## Task brief
Update the stretch of the soybean seed decay text from "Infected seed will" through "may be warranted.", replacing "dealers" with "growers".

## Selected extract
_____

Source: Iowa State University
By Daren Mueller and Ethan Stoetzer, Iowa State University
With this year’s harvest of soybeans delayed beyond what is considered an ideal window of time, the opportunity for diseases to infect seed pods and in some instances, to the seed itself, was greatly increased. Across the state and the north central region, seed suppliers have reported that this year’s crops of seed soybean are frequently testing positive for the Diaporthe fungus (Phomopsis seed decay), which is resulting in lower than normal germination rates of seed. Seed decay is characterized by cracked, shriveled seed with white chalk-colored mold on the seed surface.
The large amounts of rain that occurred throughout August and September set up this year’s soybean crop to be at a disadvantage to the Diaporthe fungus, which typically infects soybean pods between the R5 (early seeding stage) and R6 (fully seeded pods) growth stages. This is important because only infections initiated in the pods can infect seeds and cause seed decay. As soybean plants reach the R7 growth stage (beginning to mature and dry out), pod colonization declines drastically. Seeds will not become infected once moisture is below 19 percent. However, during periods of wet and warm weather, seed infection and colonization can continue or resume if seed moisture increases to more than 19 percent.
Infected seed will have a lower probability of germination in the following season, when planted. If soil conditions are wetter and cooler than normal, this could drastically impact both the survival and stand count of plants. Diminished seed quality and reduced seed vigor, germination and emergence are all consequences of seed decay. Seed decay can also reduce seed test weight and oil content.
Many dealers will want to have their seed treated with a fungicide to increase the chances of germination and prevent seedling diseases. The Iowa State University Seed Lab is able to test the germination rate of seeds to verify if and what percentage of seeds are infected with the Diaporthe fungus. Depending on the germination rate and incidence of infection, the use of a seed treatment may be warranted.
According to past Iowa State University research, appropriate seed treatments can increase germination rates by 10-15 percent. Given the progress and development of fungicides, germination rates could be further improved, given the right mix. However, winter storage of seed can also increase germination rates, due to the fact that under dry storage conditions, the mycelium of the fungus will die, improving the seed quality. A suggested practice is to dry-store low germ-seeds over winter and re-test the seed in February.
When deciding on which fungicides will be the most effective, consult the Crop Protection Network's guide on seed treatments, which includes a chart rating the efficacy of fungicides for several diseases (consult the Phomopsis section for combating Diaporthe).
It is recommended to not use seed lots with more than 20 percent Diaporthe infection because severely infected or moldy seed will fail to germinate even after being treated.
To be proactive with seed production next year, foliar fungicide applications to protect from seed infection between R3 (beginning pod) and R5 (beginning seed) may reduce seed infection especially in seed production fields. Although fungicide applications may reduce disease and improve seed quality, yield may not be impacted.

_____

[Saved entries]
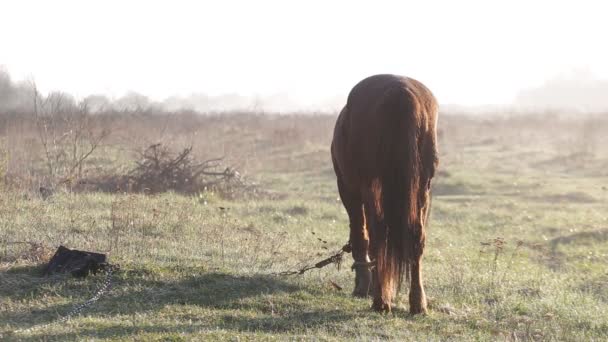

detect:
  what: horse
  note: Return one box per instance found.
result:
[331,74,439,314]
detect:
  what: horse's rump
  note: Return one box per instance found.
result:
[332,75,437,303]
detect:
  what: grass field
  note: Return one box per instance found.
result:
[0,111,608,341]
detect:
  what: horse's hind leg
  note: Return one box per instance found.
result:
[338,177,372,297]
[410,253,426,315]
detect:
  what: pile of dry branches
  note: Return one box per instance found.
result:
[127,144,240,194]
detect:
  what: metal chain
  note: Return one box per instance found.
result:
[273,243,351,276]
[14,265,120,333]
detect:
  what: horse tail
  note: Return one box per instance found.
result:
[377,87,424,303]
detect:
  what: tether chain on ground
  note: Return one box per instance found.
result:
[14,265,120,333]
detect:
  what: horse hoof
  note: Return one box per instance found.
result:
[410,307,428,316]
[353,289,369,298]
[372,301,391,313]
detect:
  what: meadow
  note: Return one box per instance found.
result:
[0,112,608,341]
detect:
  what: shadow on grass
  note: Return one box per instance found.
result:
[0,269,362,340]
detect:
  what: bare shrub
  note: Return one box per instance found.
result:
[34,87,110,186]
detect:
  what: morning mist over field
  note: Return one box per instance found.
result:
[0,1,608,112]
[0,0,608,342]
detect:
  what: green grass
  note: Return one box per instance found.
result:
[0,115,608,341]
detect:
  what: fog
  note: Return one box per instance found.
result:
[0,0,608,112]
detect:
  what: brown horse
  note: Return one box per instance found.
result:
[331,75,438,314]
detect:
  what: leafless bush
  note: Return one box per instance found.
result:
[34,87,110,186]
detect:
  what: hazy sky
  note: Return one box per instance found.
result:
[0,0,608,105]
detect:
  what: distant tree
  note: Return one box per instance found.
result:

_____

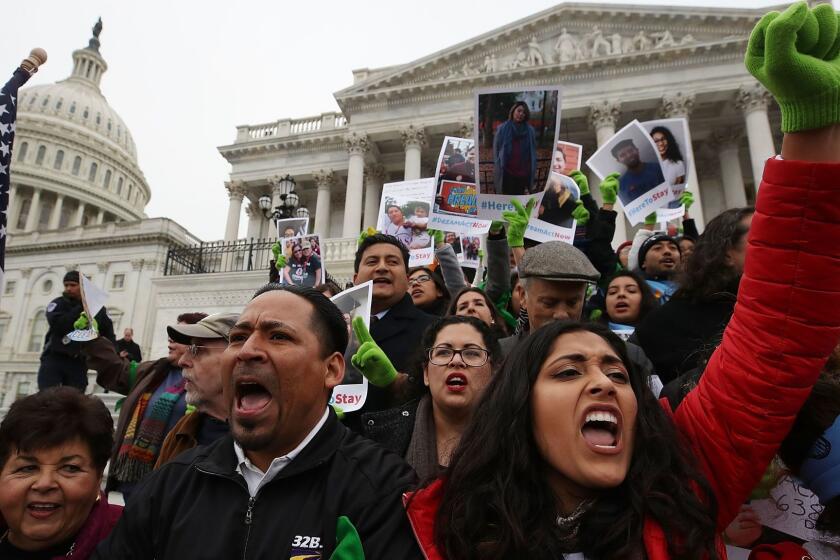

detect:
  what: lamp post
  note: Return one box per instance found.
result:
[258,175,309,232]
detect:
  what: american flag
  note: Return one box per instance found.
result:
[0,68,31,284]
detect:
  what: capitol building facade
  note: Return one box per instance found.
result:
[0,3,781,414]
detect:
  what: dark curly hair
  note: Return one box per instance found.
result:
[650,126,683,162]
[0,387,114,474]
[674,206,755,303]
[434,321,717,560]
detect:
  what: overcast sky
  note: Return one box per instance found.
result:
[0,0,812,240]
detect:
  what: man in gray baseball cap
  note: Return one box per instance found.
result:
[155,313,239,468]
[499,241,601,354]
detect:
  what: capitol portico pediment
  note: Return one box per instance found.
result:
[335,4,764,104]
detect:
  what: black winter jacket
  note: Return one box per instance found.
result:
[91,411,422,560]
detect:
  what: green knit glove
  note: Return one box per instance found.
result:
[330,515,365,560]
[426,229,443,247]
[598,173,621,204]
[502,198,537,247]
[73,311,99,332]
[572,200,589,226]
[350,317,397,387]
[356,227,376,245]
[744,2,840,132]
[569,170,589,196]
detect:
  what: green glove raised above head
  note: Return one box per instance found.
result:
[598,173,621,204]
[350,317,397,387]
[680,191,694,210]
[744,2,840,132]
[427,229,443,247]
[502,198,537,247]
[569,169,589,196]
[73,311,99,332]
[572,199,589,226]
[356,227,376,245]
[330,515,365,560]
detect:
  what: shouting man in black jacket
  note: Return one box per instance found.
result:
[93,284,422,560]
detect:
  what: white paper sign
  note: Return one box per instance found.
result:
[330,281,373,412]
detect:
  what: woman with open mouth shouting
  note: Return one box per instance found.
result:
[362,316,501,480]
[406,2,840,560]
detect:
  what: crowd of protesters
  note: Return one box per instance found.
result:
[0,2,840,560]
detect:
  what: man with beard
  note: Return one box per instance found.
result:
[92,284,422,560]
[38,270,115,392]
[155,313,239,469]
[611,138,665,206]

_____

## Solution for this exercise
Infected seed will have a lower probability of germination in the following season, when planted. If soil conditions are wetter and cooler than normal, this could drastically impact both the survival and stand count of plants. Diminished seed quality and reduced seed vigor, germination and emergence are all consequences of seed decay. Seed decay can also reduce seed test weight and oil content.
Many growers will want to have their seed treated with a fungicide to increase the chances of germination and prevent seedling diseases. The Iowa State University Seed Lab is able to test the germination rate of seeds to verify if and what percentage of seeds are infected with the Diaporthe fungus. Depending on the germination rate and incidence of infection, the use of a seed treatment may be warranted.